# START OF Data for this task
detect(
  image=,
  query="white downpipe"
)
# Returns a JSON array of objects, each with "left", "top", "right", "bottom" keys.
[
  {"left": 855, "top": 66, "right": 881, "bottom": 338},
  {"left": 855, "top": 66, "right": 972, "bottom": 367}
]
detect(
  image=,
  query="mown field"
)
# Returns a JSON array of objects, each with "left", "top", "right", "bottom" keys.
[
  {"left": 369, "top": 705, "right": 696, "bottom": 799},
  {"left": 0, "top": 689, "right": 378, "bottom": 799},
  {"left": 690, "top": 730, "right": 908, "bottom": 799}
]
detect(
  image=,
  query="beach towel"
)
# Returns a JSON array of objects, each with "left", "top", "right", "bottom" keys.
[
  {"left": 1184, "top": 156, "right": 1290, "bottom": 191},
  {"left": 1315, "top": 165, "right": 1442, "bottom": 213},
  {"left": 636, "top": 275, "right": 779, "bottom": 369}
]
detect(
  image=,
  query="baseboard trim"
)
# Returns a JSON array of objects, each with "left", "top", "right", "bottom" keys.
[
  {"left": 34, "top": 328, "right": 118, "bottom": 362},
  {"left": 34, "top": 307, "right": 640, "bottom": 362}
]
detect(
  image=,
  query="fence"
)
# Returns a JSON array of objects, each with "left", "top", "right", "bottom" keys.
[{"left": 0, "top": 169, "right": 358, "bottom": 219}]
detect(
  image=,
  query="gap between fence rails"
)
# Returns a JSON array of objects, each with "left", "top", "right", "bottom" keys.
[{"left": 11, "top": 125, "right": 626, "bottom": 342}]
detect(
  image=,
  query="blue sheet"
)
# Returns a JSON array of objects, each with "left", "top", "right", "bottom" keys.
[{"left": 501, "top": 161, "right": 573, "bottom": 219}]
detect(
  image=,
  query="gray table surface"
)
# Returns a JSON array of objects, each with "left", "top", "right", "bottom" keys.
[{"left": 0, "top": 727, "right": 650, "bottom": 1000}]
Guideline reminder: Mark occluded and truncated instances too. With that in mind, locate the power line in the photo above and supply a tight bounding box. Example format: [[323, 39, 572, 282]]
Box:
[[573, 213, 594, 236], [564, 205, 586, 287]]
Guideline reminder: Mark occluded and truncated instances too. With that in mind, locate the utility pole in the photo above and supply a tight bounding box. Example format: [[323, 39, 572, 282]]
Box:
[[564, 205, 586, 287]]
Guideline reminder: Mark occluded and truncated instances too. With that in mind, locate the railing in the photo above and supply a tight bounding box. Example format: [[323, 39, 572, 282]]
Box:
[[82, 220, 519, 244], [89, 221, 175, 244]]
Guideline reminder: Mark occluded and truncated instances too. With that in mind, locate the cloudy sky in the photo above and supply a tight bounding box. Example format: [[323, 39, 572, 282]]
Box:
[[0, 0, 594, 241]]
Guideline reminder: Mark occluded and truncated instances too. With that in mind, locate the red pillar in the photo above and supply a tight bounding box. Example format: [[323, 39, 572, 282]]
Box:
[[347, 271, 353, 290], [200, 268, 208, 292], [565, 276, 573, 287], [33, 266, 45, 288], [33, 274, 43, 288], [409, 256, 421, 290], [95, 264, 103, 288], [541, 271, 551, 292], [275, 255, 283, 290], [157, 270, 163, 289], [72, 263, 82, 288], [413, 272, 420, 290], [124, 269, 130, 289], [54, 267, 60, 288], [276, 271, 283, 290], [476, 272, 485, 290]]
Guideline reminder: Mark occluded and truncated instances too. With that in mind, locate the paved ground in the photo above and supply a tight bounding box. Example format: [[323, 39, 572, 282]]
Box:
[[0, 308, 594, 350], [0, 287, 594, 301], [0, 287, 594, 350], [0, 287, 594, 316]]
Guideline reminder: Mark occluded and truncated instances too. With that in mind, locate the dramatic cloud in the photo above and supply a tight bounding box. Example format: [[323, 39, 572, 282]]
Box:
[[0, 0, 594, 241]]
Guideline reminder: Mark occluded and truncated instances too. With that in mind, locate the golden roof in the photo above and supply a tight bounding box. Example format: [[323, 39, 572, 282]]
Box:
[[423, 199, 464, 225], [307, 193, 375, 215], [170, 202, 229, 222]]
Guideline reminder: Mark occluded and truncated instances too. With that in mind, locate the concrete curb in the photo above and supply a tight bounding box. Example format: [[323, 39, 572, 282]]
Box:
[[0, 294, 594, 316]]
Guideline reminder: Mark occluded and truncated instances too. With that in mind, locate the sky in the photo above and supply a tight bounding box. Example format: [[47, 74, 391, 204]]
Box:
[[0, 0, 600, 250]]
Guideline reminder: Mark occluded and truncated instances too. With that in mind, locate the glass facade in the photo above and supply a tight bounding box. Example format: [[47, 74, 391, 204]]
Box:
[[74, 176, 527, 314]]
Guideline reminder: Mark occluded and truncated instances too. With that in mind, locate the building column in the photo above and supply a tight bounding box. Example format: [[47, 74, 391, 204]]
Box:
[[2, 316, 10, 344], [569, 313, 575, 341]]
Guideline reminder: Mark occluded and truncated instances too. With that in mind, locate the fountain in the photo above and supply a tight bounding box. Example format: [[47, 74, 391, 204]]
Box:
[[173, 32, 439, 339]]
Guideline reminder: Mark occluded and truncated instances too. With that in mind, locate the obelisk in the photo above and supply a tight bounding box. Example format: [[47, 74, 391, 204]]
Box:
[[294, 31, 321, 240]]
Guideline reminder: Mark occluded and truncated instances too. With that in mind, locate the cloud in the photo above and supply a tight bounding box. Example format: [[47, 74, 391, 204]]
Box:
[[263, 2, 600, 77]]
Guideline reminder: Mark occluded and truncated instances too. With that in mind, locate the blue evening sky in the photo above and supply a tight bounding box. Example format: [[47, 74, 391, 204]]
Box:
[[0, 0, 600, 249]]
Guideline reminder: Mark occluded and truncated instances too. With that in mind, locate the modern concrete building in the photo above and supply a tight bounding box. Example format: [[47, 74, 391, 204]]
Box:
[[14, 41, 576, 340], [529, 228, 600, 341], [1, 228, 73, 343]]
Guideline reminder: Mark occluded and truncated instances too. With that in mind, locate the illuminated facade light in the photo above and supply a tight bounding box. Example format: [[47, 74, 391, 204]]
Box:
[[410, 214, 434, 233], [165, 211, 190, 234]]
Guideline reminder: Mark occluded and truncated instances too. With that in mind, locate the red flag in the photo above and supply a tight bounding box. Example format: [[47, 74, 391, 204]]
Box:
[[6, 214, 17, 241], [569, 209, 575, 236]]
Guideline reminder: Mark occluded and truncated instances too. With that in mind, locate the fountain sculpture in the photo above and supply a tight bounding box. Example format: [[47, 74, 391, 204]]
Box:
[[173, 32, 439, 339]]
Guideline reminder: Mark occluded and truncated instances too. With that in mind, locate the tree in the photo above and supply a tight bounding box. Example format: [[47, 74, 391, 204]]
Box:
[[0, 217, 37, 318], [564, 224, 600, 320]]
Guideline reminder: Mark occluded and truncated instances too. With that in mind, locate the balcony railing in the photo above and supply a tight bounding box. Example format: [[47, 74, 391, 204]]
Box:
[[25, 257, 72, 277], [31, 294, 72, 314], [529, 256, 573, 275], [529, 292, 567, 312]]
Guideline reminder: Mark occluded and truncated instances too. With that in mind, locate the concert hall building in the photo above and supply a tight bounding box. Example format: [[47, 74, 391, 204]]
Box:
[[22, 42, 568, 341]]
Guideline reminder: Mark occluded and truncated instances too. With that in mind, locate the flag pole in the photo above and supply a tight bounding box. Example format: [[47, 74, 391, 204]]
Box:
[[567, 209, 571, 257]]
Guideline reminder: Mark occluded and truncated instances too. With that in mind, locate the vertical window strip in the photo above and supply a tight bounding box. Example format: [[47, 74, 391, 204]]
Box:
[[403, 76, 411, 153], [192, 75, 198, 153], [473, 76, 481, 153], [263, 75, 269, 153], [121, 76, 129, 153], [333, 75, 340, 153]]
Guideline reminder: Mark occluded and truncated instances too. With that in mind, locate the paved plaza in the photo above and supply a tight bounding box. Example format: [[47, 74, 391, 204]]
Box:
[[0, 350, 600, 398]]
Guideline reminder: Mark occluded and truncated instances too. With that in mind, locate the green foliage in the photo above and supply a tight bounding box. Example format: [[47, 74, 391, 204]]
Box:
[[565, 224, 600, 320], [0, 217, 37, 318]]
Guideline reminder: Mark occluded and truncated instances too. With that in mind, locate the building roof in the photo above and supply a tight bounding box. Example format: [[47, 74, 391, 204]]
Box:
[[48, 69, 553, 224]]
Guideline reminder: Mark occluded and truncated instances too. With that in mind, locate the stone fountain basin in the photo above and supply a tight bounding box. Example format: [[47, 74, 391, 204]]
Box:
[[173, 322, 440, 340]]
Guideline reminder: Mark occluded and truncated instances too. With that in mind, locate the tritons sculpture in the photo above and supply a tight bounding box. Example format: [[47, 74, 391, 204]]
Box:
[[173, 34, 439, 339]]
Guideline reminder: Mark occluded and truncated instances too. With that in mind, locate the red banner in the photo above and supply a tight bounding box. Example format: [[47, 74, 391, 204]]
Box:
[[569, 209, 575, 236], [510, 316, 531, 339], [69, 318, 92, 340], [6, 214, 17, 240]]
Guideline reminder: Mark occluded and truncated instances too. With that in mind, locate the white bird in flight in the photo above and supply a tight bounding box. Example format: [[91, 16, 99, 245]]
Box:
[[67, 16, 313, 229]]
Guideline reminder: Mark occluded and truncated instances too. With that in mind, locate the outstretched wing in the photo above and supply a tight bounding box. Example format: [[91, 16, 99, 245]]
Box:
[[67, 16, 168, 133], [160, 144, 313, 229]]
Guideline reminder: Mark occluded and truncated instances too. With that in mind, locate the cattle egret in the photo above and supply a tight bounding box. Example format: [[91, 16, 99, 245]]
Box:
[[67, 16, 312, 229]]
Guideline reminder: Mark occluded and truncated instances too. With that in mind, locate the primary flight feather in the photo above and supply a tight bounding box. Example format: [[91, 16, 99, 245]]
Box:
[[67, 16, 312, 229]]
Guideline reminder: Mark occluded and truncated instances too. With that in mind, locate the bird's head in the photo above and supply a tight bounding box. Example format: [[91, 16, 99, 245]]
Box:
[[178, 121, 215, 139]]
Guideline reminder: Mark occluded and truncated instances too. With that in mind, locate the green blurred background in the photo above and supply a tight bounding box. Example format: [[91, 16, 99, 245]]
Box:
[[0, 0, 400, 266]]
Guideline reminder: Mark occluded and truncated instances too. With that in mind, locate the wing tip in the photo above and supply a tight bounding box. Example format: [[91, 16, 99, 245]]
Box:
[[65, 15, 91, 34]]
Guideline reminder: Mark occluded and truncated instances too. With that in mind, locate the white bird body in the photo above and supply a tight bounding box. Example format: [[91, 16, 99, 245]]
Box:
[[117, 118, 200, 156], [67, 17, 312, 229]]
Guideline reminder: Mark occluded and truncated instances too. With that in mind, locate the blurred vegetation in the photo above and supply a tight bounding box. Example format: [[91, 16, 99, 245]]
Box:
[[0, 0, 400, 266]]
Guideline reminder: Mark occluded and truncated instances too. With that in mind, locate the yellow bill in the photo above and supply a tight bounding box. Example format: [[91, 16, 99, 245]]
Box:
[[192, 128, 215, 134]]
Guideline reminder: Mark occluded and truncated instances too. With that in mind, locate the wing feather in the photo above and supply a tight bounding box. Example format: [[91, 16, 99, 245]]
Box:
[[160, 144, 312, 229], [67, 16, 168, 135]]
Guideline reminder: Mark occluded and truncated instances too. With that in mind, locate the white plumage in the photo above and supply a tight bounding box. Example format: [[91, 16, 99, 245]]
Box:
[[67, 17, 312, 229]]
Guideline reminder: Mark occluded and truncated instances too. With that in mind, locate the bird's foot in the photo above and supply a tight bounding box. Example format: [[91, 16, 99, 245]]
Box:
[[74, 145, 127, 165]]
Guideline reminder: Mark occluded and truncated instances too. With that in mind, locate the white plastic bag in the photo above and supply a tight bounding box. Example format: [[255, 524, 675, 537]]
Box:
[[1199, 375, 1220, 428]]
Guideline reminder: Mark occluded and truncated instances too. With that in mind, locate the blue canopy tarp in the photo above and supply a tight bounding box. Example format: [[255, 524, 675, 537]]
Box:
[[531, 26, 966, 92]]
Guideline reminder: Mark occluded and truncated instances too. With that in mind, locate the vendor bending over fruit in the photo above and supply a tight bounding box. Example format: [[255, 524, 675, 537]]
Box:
# END OF Data for this task
Copy out the lines above without any change, from the first line through the line that contains "[[564, 205, 586, 287]]", inclusive.

detect(
  image=,
  query="white downpipe"
)
# Returns a JSON array of objects, each with "left", "top", "right", "bottom" keys.
[
  {"left": 855, "top": 66, "right": 881, "bottom": 338},
  {"left": 855, "top": 66, "right": 972, "bottom": 367}
]
detect(
  image=,
  query="mown field"
)
# Returns a JSON array of objects, each with "left", "top", "right", "bottom" keys.
[
  {"left": 369, "top": 705, "right": 696, "bottom": 799},
  {"left": 0, "top": 689, "right": 378, "bottom": 799},
  {"left": 690, "top": 730, "right": 908, "bottom": 799}
]
detect(
  image=,
  query="beach towel"
)
# Returns a JSON array of objects, each with "left", "top", "right", "bottom" keys.
[
  {"left": 1184, "top": 156, "right": 1290, "bottom": 191},
  {"left": 1315, "top": 165, "right": 1442, "bottom": 213},
  {"left": 636, "top": 275, "right": 779, "bottom": 369}
]
detect(
  image=,
  query="baseboard trim"
)
# Returns a JSON array of objects, each with "left", "top", "right", "bottom" keys.
[
  {"left": 34, "top": 328, "right": 118, "bottom": 362},
  {"left": 34, "top": 307, "right": 640, "bottom": 362}
]
detect(
  image=,
  query="fence"
)
# Returns a JSON array of objects, each with "left", "top", "right", "bottom" keys.
[{"left": 0, "top": 169, "right": 358, "bottom": 219}]
detect(
  image=,
  query="gap between fence rails"
)
# Returns a JSON array of objects, each with "left", "top", "right", "bottom" keys.
[{"left": 11, "top": 125, "right": 626, "bottom": 342}]
detect(
  image=,
  query="blue sheet"
)
# Returns a JSON array of objects, each with "left", "top", "right", "bottom" keys.
[{"left": 501, "top": 161, "right": 573, "bottom": 219}]
detect(
  image=,
  query="gray table surface"
)
# Returns a JSON array of objects, each with "left", "top", "right", "bottom" keys.
[{"left": 0, "top": 727, "right": 650, "bottom": 1000}]
Guideline reminder: Mark occluded and truncated instances too. With that in mind, locate the power line in the photo above and supply a tight bounding box. Example format: [[323, 39, 572, 282]]
Box:
[[573, 213, 594, 236], [564, 205, 586, 287]]
Guideline reminder: Mark occluded and truncated instances too. With that in mind, locate the utility pole in the photo above and supply a tight bounding box. Example format: [[323, 39, 572, 282]]
Box:
[[564, 205, 586, 287]]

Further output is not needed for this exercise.